[Data records]:
[Start]
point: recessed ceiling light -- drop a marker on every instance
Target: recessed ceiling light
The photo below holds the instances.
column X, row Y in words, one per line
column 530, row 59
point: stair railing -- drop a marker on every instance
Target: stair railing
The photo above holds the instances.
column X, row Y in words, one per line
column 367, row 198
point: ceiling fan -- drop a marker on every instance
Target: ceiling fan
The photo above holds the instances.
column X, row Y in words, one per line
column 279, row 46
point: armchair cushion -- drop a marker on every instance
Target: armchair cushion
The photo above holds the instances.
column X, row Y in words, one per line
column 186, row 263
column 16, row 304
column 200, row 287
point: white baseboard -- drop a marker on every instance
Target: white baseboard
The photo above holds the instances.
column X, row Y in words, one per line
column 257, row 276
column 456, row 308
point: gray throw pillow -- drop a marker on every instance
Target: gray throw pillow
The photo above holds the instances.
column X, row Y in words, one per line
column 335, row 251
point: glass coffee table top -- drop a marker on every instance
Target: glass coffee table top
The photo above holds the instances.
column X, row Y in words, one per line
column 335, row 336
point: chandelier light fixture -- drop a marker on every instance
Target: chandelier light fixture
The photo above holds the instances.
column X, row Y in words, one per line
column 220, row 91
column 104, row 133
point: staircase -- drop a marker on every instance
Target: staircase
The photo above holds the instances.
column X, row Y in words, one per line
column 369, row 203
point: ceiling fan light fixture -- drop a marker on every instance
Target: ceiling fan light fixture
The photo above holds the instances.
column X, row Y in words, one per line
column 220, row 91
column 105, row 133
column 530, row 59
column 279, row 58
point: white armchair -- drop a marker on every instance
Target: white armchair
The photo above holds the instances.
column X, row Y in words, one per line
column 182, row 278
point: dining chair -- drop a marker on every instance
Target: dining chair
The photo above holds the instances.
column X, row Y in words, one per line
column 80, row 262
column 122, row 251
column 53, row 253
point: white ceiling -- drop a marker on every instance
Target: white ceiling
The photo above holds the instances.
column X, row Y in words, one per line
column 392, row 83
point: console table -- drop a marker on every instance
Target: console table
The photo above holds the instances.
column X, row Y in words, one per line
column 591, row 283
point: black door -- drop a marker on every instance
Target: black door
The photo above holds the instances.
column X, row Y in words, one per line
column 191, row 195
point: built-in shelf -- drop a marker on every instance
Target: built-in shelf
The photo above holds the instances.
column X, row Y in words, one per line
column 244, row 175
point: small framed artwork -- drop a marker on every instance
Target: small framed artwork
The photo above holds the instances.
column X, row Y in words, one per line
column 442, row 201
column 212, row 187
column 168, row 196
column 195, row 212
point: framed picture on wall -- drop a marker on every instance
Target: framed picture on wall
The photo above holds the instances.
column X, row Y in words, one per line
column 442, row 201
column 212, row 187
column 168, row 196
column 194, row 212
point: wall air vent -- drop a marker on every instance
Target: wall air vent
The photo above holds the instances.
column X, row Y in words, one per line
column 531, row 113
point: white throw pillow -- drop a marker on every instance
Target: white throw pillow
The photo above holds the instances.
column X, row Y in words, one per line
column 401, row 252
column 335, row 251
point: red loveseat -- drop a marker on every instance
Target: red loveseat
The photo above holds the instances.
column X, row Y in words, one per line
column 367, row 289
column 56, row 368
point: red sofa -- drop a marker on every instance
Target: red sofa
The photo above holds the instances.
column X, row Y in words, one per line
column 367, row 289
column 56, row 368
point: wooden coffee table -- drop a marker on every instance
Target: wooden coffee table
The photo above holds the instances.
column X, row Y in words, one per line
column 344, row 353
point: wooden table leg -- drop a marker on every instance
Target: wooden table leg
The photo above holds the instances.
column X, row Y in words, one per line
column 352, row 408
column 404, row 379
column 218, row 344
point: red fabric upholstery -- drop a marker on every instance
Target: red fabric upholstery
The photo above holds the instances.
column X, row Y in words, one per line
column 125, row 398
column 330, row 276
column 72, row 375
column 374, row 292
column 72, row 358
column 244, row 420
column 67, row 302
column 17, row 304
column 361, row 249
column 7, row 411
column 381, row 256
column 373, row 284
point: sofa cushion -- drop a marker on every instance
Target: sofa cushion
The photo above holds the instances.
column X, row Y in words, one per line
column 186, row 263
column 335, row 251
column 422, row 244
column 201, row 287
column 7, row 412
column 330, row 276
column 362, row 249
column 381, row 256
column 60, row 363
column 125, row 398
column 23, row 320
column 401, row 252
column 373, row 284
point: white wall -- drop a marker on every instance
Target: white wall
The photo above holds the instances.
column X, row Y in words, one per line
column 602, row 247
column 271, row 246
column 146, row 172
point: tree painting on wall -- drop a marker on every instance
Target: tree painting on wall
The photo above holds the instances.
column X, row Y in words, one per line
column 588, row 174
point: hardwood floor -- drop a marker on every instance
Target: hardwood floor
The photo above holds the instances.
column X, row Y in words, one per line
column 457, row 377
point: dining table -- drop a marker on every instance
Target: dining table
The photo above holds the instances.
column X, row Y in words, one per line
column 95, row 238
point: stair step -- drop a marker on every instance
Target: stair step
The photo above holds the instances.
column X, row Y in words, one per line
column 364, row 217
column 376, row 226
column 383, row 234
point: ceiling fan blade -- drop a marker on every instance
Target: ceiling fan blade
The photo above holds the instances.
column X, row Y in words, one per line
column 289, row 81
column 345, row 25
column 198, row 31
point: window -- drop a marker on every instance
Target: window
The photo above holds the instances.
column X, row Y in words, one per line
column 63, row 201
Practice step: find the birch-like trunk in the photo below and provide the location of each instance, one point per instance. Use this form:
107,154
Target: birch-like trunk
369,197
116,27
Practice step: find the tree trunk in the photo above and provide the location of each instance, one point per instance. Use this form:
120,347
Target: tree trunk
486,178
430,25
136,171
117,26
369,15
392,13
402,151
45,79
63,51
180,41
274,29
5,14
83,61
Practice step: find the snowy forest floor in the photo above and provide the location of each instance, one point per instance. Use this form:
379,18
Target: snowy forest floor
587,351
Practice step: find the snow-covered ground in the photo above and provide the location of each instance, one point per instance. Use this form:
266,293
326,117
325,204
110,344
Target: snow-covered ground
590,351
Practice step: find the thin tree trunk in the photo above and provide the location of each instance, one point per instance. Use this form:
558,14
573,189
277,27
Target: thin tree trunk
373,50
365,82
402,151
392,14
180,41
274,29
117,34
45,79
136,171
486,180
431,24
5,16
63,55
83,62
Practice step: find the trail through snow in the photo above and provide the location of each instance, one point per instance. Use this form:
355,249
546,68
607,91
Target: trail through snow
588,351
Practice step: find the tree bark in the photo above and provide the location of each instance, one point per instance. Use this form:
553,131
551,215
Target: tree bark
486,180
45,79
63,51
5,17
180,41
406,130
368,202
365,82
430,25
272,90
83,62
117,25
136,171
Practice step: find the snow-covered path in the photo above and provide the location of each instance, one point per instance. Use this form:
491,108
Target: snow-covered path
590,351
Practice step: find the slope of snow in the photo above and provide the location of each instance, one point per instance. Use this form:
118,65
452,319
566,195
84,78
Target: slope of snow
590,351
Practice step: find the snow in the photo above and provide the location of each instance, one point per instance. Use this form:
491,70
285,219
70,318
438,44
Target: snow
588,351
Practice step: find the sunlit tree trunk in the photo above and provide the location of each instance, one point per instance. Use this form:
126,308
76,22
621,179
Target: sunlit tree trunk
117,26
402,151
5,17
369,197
[End]
[Problem description]:
Starting at the line that contains "Practice step: find the snow-covered ground", output each remaining line of the listing, the last line included, exactly as it appears.

[Final answer]:
Practice step: find the snow-covered ground in the photo above and provide the location of each instance, one point per instance. Use this form:
266,293
326,117
325,204
110,344
Target: snow-covered ground
590,351
Practice step: find the thin tree trunk in the photo above and provide the location of each instance, one point per instance. Use this form:
558,14
573,189
277,27
Target: thin tree trunk
373,50
365,82
402,151
392,14
180,41
274,29
117,34
45,79
136,171
486,180
431,24
5,16
63,55
83,62
Practice step: find the trail through snow in the photo above and provide the location of each instance, one point per instance. Use this form:
355,249
546,68
607,91
Target: trail through snow
588,351
Practice step: find the tree bark in the photo above and provide the location of each instance, one point per instance. Use this form:
553,131
551,215
Target: tree bark
486,180
45,79
63,51
5,17
180,41
406,130
368,202
365,82
430,25
272,90
83,62
117,25
136,171
Practice step: find the snow-covered path in the photo above and provide the location of each instance, one point per instance. Use this form:
491,108
Target: snow-covered path
590,351
Practice step: find the slope of snow in the photo above and provide the location of each instance, one point per instance. Use this form:
118,65
452,319
566,195
84,78
Target: slope of snow
590,351
Practice step: find the snow in the photo above and provide the location of each instance, one point per instance. Use this form:
491,70
285,219
70,318
438,44
Target: snow
588,351
Practice step: find the sunlit tree trunk in the photo above and provide the location of each instance, one point per instance. Use this form:
126,308
76,22
621,179
Target: sunlit tree trunk
117,26
402,151
5,17
369,197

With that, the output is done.